> _EXERCISE MATERIAL_
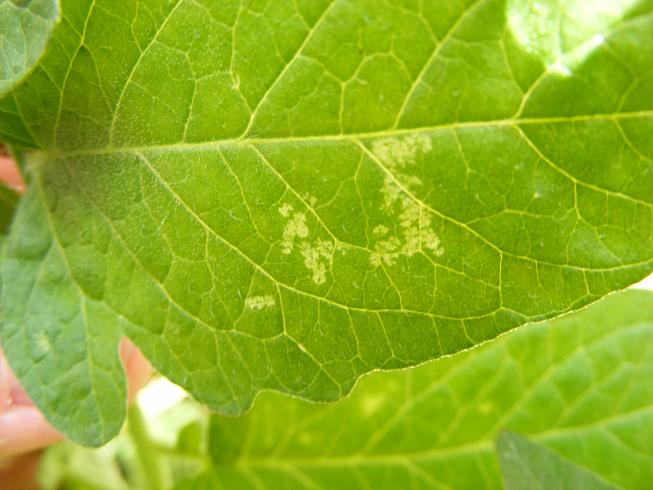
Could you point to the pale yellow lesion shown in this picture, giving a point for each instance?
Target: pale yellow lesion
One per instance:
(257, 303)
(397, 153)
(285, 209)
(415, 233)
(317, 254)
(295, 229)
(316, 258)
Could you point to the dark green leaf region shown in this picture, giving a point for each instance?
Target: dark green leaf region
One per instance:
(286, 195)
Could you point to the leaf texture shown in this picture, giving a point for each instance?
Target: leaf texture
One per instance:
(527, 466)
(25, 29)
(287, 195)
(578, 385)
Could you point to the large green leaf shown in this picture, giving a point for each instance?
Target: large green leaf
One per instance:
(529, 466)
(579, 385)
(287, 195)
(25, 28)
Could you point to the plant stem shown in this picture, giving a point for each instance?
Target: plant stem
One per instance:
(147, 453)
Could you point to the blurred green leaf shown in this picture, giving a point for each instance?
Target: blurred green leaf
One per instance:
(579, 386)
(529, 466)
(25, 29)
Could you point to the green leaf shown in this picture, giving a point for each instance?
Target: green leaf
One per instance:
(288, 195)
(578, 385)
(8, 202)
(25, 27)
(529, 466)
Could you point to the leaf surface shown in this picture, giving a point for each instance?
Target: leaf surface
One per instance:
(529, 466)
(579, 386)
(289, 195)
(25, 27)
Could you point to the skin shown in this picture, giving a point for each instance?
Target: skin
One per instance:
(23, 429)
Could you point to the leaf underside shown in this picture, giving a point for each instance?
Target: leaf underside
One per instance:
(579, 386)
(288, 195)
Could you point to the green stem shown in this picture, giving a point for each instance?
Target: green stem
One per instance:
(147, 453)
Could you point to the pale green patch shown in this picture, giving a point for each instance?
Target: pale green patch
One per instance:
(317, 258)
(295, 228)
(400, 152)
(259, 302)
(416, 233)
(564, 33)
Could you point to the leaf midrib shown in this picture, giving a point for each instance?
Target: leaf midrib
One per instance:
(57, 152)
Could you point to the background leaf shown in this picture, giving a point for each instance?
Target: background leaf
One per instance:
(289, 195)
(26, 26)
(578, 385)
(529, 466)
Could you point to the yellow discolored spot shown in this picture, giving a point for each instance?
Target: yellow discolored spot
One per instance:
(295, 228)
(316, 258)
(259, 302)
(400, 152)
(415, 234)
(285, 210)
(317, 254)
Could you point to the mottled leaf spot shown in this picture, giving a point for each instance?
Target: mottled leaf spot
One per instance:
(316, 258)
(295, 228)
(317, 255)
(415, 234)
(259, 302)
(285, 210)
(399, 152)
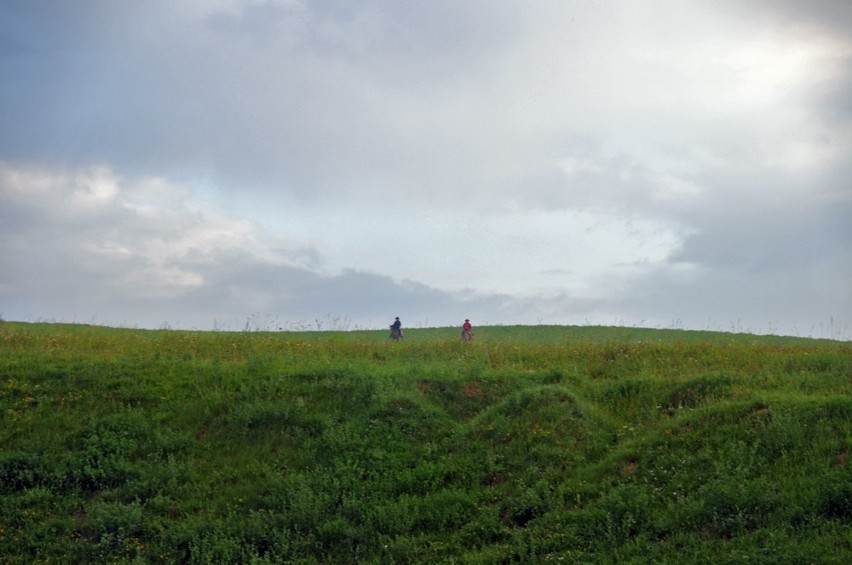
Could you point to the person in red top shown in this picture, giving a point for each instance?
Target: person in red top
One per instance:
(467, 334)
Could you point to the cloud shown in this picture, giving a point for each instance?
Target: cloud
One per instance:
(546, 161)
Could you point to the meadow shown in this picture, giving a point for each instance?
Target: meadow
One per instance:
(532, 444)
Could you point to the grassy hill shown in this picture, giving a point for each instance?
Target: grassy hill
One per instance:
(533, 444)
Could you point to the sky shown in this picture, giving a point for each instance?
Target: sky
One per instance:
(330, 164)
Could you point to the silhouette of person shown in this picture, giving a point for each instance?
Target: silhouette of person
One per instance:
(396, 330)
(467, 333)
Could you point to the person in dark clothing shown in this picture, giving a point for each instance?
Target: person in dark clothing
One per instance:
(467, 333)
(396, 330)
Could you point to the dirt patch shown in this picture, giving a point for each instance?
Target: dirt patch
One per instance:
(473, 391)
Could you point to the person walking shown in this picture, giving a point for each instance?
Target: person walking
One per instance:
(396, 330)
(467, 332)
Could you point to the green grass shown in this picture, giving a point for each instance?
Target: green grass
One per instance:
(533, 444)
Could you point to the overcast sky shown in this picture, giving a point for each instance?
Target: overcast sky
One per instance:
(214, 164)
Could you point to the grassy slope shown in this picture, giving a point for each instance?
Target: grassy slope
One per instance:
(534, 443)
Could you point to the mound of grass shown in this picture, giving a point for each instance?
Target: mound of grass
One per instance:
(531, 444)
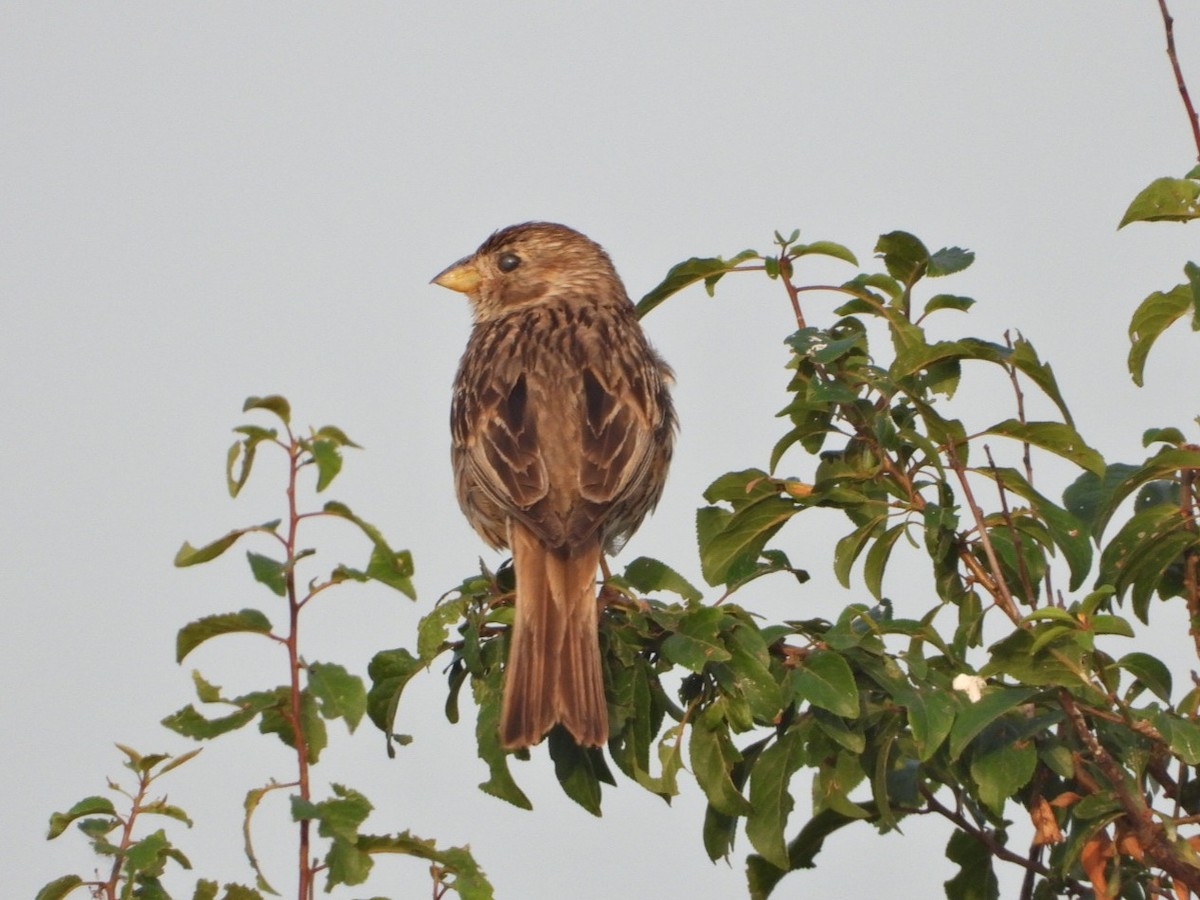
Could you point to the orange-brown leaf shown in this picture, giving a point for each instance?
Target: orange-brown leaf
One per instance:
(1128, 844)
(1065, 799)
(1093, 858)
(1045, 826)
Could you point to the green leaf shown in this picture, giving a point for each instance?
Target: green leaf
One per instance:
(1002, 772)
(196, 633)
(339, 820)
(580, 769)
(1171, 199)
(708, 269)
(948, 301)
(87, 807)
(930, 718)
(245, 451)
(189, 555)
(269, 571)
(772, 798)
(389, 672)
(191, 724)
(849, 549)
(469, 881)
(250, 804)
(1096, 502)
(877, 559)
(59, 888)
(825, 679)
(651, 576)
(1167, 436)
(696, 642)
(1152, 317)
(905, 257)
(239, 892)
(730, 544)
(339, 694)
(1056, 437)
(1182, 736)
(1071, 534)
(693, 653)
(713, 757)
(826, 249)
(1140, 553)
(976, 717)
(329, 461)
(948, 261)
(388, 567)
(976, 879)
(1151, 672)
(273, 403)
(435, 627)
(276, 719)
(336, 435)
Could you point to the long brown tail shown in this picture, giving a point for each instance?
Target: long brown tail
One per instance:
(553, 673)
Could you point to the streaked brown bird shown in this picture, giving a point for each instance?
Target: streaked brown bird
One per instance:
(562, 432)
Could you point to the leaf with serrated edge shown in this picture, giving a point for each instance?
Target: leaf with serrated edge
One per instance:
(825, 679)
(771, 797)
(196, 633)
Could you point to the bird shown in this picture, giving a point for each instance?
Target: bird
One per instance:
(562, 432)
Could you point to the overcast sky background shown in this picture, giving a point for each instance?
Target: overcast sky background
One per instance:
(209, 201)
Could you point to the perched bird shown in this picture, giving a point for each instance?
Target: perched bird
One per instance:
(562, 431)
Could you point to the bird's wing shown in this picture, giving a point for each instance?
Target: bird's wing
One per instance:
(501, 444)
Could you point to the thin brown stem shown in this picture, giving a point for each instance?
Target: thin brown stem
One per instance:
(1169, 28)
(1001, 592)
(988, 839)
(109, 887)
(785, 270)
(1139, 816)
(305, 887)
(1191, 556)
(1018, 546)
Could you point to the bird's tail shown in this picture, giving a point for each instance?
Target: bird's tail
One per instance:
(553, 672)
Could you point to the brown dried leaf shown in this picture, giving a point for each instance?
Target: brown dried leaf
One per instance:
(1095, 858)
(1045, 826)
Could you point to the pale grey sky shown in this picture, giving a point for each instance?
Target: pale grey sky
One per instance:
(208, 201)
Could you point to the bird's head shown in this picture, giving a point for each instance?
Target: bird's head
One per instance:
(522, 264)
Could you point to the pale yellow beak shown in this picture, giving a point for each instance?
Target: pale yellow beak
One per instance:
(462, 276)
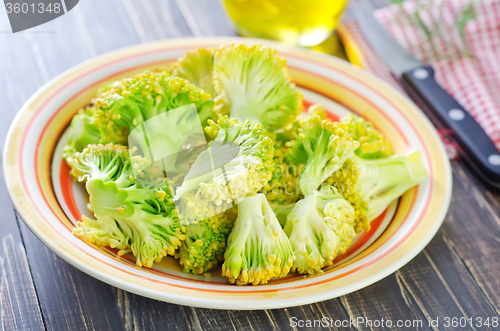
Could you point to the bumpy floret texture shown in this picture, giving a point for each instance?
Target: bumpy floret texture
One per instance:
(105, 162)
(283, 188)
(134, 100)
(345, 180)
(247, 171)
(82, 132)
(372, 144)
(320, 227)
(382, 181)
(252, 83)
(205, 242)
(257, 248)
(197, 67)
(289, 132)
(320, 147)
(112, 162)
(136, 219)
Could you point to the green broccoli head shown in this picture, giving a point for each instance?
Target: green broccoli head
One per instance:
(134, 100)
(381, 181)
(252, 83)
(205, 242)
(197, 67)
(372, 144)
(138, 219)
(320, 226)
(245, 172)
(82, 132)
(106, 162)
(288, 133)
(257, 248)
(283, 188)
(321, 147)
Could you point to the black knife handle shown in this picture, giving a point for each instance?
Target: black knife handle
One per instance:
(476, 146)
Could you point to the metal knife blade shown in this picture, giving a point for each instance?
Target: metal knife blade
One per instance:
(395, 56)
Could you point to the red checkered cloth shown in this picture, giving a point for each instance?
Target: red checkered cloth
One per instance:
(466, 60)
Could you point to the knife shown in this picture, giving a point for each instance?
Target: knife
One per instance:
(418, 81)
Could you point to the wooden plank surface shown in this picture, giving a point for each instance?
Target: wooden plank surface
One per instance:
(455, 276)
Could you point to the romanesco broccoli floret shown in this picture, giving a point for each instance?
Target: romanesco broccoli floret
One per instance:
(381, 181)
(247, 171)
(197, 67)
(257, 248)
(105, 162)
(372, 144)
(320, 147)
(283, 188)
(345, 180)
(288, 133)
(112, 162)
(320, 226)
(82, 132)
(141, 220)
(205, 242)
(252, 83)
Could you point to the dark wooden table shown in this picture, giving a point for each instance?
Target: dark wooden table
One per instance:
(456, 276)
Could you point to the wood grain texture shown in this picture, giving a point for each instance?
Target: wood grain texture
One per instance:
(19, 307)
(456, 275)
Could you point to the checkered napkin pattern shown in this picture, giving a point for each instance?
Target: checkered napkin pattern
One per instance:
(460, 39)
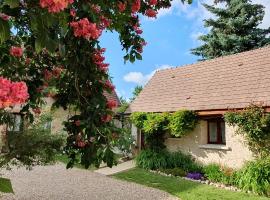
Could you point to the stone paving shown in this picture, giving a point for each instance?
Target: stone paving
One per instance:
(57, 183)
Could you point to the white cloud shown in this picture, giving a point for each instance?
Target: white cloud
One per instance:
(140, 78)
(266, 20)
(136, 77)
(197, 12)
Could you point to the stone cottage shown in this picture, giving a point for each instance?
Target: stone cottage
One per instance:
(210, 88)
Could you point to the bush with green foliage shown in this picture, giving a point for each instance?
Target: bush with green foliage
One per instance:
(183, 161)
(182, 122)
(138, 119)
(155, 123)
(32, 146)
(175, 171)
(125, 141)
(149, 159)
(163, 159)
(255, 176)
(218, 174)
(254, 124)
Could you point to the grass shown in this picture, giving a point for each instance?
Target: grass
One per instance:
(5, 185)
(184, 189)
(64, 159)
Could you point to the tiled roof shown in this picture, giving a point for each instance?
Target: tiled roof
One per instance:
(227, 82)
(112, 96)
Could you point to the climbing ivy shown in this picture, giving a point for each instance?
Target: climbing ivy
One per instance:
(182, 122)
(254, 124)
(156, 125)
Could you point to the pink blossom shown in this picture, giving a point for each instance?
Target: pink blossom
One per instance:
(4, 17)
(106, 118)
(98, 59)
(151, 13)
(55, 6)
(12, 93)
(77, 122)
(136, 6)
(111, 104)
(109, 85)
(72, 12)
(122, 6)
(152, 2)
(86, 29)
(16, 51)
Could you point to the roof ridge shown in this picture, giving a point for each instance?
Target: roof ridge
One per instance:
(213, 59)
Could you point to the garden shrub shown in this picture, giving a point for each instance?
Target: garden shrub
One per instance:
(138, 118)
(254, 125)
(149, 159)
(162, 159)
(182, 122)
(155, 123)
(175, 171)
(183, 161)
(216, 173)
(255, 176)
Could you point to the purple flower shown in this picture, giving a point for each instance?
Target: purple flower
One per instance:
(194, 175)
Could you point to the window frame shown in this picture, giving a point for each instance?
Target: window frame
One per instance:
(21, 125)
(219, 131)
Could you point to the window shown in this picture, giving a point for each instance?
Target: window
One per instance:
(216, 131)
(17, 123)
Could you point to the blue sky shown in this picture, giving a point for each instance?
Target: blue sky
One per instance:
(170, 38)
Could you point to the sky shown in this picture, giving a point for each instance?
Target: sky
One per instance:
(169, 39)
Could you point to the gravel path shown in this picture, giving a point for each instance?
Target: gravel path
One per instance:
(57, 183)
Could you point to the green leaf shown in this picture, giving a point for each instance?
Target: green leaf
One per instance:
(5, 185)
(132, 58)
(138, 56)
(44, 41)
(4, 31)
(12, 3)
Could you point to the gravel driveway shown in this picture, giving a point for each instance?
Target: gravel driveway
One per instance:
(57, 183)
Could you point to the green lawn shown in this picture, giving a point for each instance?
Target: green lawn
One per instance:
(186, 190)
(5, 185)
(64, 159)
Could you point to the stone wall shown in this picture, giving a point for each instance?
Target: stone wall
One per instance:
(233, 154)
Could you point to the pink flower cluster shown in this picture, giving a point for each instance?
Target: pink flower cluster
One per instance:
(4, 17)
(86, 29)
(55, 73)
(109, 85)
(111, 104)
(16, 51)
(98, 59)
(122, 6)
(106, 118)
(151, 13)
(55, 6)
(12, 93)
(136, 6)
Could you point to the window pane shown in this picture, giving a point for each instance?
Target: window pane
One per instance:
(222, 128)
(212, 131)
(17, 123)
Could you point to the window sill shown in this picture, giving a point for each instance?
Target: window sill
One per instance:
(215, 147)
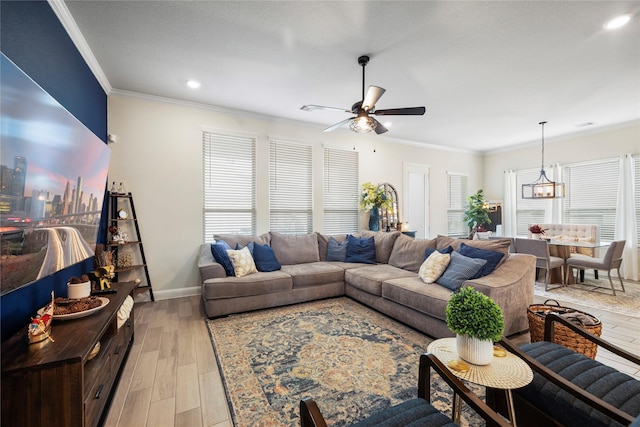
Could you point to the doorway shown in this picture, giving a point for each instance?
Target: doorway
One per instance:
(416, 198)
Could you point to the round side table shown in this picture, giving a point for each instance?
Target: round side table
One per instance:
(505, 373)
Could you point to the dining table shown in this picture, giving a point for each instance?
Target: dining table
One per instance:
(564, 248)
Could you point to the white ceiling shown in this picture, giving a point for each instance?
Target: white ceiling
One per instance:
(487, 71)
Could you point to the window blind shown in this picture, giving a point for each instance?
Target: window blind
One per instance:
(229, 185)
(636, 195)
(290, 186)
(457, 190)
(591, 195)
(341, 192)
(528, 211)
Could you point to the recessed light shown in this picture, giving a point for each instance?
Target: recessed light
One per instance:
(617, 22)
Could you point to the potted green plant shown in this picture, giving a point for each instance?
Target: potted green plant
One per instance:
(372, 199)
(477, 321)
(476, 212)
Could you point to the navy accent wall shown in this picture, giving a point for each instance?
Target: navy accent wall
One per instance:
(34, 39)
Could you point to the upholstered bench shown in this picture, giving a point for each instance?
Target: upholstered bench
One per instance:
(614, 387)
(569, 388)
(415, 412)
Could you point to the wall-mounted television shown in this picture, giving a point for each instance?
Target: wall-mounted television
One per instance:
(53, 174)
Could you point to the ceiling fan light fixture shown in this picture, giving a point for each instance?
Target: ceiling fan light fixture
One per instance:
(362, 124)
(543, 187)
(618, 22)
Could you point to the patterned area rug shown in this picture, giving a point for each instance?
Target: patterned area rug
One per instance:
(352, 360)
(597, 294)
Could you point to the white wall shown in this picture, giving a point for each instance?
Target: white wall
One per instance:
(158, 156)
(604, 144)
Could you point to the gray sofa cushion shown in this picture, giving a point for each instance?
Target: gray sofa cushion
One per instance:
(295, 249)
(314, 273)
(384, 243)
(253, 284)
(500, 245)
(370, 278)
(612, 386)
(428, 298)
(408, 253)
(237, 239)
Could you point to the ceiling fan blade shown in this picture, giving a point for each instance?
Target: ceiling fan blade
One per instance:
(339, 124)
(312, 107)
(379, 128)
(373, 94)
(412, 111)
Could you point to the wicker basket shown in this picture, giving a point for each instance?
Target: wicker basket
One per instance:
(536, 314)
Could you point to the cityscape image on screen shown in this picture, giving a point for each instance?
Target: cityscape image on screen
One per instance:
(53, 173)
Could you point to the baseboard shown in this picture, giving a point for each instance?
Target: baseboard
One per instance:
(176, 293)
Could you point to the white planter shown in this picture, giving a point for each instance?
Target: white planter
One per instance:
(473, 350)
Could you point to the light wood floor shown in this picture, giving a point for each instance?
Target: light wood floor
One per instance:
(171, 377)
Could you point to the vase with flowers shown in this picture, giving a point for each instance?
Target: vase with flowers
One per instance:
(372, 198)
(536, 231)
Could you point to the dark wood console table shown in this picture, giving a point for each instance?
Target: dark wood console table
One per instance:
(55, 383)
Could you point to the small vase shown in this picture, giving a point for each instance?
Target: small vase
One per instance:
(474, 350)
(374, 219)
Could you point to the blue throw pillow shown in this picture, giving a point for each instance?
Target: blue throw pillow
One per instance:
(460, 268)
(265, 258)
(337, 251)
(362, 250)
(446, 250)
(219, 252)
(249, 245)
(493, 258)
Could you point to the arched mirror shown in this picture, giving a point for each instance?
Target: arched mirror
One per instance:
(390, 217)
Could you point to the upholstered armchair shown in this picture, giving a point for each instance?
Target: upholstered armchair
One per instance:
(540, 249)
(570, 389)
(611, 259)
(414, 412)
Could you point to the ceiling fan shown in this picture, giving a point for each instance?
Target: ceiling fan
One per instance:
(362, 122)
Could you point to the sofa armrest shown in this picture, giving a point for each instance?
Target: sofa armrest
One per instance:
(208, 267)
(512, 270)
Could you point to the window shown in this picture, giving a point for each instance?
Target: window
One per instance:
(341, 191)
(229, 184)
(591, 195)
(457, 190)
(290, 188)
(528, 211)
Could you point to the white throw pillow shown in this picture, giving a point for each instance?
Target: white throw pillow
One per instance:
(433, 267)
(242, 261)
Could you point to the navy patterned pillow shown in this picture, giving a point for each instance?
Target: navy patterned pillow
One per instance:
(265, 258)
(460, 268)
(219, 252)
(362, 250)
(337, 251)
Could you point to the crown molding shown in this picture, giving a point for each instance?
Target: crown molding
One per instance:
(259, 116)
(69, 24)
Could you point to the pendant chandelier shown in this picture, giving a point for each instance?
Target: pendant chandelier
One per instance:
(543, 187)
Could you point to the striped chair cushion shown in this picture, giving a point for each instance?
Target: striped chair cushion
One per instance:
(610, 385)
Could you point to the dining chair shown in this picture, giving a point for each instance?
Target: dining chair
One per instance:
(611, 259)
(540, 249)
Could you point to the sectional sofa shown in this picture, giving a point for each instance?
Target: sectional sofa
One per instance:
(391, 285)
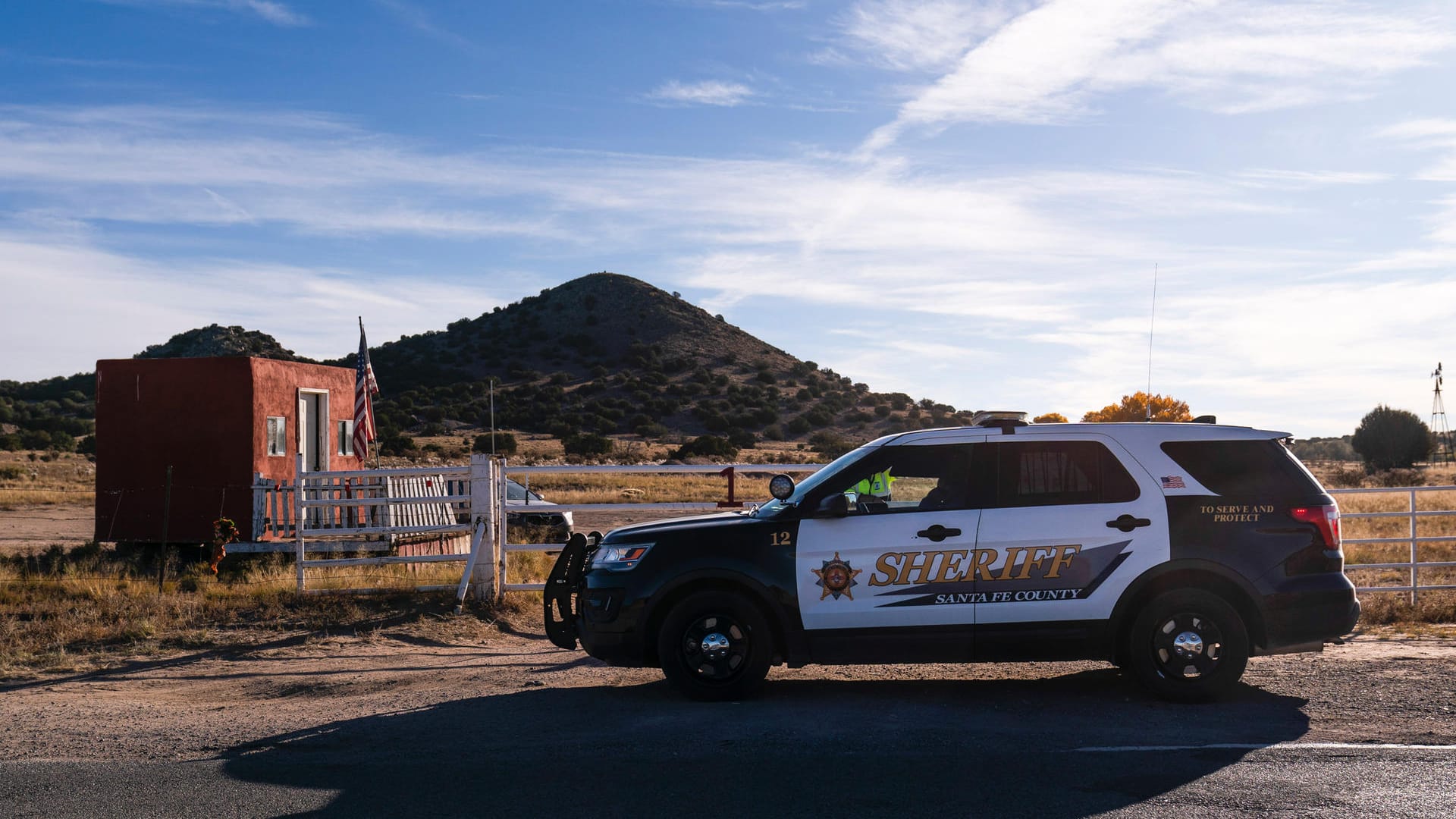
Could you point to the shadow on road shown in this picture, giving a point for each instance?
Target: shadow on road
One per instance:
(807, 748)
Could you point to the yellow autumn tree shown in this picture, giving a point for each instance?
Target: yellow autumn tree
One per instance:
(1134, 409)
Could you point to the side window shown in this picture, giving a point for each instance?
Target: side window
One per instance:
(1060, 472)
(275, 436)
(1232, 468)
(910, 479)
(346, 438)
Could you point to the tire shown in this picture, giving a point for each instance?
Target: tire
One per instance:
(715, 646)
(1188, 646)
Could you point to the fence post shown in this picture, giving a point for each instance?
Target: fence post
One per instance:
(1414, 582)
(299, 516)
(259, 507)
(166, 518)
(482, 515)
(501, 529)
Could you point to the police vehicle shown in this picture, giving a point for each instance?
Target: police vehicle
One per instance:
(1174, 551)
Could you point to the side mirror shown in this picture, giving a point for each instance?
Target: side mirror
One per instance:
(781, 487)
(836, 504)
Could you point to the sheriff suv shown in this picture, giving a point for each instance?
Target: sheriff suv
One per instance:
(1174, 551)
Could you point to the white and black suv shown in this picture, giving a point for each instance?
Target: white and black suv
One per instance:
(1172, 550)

> _WHAT IS NEEDED_
Wherever a line above contains the string "bench", copy that line.

> _WORKED SOLUTION_
Could you point to the upholstered bench shown in this picture, giving a point for each instance?
Target: upholstered bench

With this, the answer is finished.